═══ TEXT SECTION
The new way of reasoning the fact that millions of people are still undernourished (or starving as it used to be called?) in certain countries, despite numerous efforts by all the well fed countries since 1996 and before, is called ‘protracted crises’, which stem from natural disasters, conflict, and weak institutions. The FAO list the 22 countries in protracted crisis, which are mostly in Africa. Interestingly, the undernourished people in these 22 countries represent only 20% of the total number of undernourished people in the world.
Emergency humanitarian food assistance flows into these 22 countries. Food assistance includes tied, in-kind food aid and also cash or vouchers and support for local purchase of agricultural produce. In Chapter 5, “Corporate Interests in US food Aid Policy” in Corporate Power in global Agrifood Governance, Jennifer Clapp discusses tied in-kind food aid. She tells us that it is the type of food aid preferred by the US and that it has been historically used by them to dispose of surplus food. She continues by saying that besides being highly inefficient, the US in-kind food aid programs are distorting trade, especially in the countries where the food is delivered. In addition, she says there are environmental concerns of the recipients, especially with GM food aid. Clapp also mentions that there are general environmental issues involved because the US uses industrial farming to produce the food and insists on using its own ships to transport it half way around the world in the form of mostly grains. In addition, by the time the food aid arrives, the crisis may already have passed.
Besides being ineffective, in-kind food aid does not blend together and enhance the other forms of assistance mentioned above. And although sustainable agriculture and natural resource management are mentioned in the hunger report as longer term considerations to promote livelihoods, little to no information is given about their development - because eco-farming is not market based. Eco-farming has little or nothing to do with economics.
In addition, although the number of undernourished is presumably down 98 million this year primarily because of improved food prices, according to the hunger report, “hunger remains higher than before the crises, making it ever more difficult to achieve the hunger-reduction targets of the World Food Summit and Millennium Development Goal 1.” With less than 5 years left, it seems very unlikely that the target will be met unless some radical changes are put in place. Unfortunately, I have not seen signs of the needed changes in the news recently.
══════
═══ DATA
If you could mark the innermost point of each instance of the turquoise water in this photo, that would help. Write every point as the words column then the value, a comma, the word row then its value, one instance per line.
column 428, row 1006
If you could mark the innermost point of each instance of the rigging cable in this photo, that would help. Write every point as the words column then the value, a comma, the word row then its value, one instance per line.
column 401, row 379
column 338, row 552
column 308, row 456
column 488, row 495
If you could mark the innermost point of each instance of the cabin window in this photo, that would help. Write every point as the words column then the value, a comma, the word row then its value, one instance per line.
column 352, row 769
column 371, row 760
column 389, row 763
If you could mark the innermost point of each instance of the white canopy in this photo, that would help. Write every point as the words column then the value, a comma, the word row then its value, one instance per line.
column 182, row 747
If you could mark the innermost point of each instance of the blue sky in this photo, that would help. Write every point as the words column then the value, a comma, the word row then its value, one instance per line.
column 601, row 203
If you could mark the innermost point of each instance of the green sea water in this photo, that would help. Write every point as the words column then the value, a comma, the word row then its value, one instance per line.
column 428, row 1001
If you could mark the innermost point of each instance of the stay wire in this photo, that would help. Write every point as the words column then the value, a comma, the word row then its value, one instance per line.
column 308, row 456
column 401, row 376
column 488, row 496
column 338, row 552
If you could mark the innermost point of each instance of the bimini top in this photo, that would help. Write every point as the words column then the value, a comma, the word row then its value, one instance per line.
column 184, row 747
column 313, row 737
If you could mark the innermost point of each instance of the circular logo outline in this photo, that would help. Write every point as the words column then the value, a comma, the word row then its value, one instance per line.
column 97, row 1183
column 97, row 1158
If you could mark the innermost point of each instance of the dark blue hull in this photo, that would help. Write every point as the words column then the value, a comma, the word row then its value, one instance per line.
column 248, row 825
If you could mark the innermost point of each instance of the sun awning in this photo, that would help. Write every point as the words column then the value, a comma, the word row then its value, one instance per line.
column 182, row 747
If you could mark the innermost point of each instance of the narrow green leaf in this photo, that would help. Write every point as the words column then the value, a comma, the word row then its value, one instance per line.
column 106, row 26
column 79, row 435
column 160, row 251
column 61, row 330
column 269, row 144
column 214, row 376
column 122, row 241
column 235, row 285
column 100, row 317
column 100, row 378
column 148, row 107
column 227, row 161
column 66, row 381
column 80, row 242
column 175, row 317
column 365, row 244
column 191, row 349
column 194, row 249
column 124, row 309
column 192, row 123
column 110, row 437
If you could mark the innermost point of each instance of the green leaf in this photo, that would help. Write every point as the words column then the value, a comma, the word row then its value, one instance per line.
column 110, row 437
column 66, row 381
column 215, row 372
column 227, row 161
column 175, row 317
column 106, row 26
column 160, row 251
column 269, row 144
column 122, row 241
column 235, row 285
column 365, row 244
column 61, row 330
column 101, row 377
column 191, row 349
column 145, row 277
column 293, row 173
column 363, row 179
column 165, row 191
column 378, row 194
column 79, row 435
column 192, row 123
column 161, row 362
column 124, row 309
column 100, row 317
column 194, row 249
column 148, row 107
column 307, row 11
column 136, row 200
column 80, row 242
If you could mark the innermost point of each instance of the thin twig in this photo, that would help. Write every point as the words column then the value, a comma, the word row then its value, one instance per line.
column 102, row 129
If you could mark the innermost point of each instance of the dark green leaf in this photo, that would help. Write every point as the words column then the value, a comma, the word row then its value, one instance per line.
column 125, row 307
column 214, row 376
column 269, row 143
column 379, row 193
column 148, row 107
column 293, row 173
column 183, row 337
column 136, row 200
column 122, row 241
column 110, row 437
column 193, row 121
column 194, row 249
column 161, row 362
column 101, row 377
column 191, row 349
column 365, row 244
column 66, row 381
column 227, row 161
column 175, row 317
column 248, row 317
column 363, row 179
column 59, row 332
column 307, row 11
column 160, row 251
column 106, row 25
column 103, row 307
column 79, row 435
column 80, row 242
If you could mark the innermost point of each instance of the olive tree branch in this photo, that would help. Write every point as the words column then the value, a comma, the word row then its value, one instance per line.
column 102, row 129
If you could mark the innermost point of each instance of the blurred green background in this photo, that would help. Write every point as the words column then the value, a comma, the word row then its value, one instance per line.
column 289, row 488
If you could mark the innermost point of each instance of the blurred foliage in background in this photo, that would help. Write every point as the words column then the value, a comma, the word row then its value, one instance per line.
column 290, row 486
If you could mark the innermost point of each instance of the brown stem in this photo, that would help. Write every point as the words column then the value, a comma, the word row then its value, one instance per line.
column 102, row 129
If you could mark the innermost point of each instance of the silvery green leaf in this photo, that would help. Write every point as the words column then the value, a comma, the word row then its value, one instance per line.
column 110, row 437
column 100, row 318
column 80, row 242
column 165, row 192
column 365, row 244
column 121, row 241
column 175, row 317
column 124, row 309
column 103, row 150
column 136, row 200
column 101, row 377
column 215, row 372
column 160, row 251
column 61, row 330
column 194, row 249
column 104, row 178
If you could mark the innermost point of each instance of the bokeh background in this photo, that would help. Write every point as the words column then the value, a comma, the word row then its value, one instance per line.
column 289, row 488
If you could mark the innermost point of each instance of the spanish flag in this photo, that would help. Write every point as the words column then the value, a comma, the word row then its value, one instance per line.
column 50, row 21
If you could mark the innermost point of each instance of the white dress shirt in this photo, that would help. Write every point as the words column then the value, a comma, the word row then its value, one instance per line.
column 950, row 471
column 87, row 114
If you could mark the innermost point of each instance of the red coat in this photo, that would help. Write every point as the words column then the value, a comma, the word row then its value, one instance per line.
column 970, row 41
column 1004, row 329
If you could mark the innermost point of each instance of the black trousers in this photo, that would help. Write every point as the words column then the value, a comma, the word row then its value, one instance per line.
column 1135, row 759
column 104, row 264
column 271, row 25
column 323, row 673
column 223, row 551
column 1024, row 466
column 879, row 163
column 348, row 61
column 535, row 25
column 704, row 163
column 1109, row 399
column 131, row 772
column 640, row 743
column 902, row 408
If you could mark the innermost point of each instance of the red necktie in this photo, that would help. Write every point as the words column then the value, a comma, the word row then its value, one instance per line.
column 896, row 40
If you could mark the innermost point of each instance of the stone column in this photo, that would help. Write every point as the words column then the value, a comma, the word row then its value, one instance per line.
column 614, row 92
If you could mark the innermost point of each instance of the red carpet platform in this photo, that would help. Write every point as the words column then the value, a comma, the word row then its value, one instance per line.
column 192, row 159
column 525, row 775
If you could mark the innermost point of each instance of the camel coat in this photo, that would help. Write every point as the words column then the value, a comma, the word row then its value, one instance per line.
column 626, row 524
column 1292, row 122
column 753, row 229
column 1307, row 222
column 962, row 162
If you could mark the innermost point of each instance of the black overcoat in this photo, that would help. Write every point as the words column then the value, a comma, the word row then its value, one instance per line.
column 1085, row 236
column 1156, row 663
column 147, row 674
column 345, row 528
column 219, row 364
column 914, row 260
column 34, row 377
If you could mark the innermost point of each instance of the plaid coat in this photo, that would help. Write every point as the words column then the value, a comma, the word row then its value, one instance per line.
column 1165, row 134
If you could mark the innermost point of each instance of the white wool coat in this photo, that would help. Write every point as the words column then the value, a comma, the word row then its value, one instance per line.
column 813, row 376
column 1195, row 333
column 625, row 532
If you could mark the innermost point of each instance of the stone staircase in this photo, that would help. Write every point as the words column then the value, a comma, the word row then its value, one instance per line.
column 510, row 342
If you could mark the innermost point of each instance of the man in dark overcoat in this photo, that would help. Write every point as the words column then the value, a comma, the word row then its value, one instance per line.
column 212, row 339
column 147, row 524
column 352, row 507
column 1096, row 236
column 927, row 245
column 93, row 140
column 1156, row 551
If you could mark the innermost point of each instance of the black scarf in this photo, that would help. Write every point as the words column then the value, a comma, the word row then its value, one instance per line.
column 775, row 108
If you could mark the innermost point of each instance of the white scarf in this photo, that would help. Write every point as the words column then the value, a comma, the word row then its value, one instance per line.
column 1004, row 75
══════
▶ _REQUIRED WORK_:
**1.** According to the text on hunger and food aid, what do protracted crises stem from? List every source it names.
**2.** Answer these questions from the text on hunger and food aid:
(a) How many countries does the FAO list as being in protracted crisis?
(b) Which country, according to Clapp, prefers tied in-kind food aid?
(c) By how many is the number of undernourished presumably down this year?
**3.** Summarize the text on hunger and food aid in two sentences.
This material comes from a different source than the text.

▶ _EXERCISE RESPONSES_:
**1.**
- Natural disasters
- Conflict
- Weak institutions

**2.**
(a) 22
(b) The US
(c) 98 million

**3.** Millions of people remain undernourished in countries in "protracted crises," and the US-preferred tied in-kind food aid sent to them is criticized as inefficient, trade-distorting, environmentally problematic and often too late. Although the number of undernourished is presumably down 98 million this year, hunger remains higher than before the crises, and the hunger-reduction targets seem very unlikely to be met without radical changes.